Pointing records:

* START *

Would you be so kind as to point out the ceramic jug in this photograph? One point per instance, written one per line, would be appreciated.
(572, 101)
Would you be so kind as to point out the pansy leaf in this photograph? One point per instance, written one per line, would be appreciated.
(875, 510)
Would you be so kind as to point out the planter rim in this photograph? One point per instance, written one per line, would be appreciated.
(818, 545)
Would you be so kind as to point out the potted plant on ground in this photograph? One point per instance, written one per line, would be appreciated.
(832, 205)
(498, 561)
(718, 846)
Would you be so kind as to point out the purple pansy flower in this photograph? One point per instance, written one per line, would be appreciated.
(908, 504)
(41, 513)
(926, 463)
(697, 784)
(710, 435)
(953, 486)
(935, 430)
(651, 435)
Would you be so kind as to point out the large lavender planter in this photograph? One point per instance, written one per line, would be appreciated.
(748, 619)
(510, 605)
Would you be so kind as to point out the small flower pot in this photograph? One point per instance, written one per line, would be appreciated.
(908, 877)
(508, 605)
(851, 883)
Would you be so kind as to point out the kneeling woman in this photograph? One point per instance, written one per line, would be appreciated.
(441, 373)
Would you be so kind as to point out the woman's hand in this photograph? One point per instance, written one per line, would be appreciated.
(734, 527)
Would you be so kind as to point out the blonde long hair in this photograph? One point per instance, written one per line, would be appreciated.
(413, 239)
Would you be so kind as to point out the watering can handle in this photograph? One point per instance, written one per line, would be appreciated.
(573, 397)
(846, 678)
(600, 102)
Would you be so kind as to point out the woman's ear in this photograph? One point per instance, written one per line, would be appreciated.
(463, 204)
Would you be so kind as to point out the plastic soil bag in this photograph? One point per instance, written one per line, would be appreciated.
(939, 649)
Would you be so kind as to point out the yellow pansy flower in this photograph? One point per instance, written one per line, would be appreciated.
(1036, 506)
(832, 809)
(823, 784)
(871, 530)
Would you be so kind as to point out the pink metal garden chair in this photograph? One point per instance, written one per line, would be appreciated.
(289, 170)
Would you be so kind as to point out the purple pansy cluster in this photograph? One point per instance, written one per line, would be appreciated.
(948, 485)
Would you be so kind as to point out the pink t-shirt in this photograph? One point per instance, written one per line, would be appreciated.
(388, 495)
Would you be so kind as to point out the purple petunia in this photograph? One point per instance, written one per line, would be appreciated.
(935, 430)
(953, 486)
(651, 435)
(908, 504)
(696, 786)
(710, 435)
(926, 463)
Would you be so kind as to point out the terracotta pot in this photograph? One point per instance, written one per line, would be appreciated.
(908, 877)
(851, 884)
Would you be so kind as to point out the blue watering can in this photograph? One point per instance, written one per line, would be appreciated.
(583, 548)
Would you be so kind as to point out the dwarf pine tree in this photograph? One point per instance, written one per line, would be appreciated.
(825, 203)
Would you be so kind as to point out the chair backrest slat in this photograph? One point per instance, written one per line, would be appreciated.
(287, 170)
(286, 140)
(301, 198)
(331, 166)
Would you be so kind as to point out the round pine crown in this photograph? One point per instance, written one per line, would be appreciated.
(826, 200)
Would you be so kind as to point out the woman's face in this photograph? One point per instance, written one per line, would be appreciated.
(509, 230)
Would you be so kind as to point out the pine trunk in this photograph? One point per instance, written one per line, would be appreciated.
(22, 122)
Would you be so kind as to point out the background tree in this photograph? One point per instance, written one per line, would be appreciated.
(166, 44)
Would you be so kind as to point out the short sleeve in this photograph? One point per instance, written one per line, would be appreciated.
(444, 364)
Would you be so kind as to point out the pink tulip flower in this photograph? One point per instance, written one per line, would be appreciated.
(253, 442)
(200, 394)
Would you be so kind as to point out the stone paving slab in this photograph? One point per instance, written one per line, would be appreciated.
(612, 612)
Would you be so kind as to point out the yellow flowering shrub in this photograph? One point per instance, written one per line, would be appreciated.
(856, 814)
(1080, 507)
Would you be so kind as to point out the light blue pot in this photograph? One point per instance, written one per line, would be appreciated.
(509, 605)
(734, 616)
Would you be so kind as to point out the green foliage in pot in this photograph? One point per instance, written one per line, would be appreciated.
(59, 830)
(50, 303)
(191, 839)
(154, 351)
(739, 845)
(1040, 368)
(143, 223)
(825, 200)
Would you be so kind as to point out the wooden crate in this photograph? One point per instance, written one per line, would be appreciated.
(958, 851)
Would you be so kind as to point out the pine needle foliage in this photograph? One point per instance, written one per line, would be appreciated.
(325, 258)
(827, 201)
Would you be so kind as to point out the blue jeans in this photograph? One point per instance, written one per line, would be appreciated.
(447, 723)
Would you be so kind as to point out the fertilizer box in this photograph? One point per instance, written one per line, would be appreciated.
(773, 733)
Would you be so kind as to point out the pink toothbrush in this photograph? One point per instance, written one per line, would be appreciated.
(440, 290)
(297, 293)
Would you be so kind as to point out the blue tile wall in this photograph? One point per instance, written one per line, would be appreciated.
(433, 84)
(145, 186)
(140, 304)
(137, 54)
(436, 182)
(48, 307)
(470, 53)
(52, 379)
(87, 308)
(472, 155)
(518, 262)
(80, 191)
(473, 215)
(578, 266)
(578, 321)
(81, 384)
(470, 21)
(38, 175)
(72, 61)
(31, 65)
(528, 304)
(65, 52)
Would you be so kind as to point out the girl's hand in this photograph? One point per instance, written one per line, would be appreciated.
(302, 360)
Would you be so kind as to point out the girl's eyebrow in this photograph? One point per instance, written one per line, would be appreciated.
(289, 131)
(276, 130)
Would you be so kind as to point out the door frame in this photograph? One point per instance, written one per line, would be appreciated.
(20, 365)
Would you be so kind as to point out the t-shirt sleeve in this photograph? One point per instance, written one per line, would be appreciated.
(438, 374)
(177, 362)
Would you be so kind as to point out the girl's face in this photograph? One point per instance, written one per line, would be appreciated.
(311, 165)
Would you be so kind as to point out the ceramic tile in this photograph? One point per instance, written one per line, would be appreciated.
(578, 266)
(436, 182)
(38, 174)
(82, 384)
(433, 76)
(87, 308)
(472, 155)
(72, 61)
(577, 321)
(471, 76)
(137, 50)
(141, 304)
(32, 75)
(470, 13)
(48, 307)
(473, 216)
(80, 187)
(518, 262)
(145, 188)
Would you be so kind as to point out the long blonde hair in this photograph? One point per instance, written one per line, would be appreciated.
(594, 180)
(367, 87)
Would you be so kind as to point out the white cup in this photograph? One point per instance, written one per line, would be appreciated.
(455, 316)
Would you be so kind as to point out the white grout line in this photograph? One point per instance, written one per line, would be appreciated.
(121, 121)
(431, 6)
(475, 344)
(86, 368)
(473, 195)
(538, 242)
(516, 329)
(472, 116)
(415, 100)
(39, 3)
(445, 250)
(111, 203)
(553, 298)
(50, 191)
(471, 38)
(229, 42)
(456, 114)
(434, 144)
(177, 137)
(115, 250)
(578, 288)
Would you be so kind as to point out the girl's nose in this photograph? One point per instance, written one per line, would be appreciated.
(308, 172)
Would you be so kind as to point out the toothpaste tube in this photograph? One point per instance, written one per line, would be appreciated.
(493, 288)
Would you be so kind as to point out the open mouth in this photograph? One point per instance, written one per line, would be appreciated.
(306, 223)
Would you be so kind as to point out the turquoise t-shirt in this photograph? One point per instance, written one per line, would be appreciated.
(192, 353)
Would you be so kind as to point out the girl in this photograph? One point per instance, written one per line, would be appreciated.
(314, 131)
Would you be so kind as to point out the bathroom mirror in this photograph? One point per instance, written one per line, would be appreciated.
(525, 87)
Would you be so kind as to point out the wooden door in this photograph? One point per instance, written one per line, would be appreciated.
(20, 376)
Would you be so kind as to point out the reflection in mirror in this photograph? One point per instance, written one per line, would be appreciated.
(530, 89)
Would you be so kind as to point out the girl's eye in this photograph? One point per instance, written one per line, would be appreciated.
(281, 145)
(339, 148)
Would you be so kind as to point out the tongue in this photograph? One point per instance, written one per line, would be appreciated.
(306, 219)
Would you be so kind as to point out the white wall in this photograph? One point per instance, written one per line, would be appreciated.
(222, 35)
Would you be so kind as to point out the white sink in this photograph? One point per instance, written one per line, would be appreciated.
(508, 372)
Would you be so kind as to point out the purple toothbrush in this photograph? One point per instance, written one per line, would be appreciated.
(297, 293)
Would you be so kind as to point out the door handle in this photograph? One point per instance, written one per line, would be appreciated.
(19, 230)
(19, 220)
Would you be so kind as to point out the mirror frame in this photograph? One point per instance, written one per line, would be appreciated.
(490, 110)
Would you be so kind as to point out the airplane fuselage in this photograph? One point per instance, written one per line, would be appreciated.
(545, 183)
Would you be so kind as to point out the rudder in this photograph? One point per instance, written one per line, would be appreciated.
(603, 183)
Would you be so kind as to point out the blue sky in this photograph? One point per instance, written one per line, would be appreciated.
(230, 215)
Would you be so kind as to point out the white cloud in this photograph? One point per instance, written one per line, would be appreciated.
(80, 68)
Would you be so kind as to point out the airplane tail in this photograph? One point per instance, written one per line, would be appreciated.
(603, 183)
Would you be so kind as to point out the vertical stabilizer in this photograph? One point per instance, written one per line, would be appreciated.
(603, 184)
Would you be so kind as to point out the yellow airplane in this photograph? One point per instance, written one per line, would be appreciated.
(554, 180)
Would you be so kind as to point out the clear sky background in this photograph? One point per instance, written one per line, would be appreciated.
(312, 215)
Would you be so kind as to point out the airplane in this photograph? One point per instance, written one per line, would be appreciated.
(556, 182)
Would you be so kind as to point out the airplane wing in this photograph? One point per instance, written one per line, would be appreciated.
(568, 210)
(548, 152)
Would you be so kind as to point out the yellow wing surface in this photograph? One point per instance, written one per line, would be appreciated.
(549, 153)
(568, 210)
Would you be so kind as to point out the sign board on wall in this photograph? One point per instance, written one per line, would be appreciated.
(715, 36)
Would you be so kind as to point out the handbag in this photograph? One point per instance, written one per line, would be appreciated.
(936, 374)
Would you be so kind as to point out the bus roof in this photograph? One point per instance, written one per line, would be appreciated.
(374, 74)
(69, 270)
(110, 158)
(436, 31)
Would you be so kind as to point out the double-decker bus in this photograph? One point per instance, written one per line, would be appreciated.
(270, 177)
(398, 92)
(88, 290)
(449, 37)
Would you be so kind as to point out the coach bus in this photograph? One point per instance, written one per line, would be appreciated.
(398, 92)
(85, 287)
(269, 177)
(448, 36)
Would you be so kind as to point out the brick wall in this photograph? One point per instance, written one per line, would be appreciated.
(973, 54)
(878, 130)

* END *

## Your task:
Copy exactly the lines of the listing above, beginning at the line with "Would you be so kind as to point out the double-decker" and ending at its final line; write out nothing else.

## Solution to the exercise:
Would you be so kind as to point out the double-decker bus in this photograph? One point per instance, written one per line, would be appreciated.
(270, 177)
(398, 92)
(88, 290)
(449, 37)
Would you be so kind as to point out the coach bus in this photograph? One point per instance, written one per line, would be appreciated.
(398, 92)
(85, 287)
(269, 177)
(448, 36)
Would you be so kind as to point out the brick wall in this photograph? One point per instance, written one per line, would be appreciated.
(973, 54)
(878, 130)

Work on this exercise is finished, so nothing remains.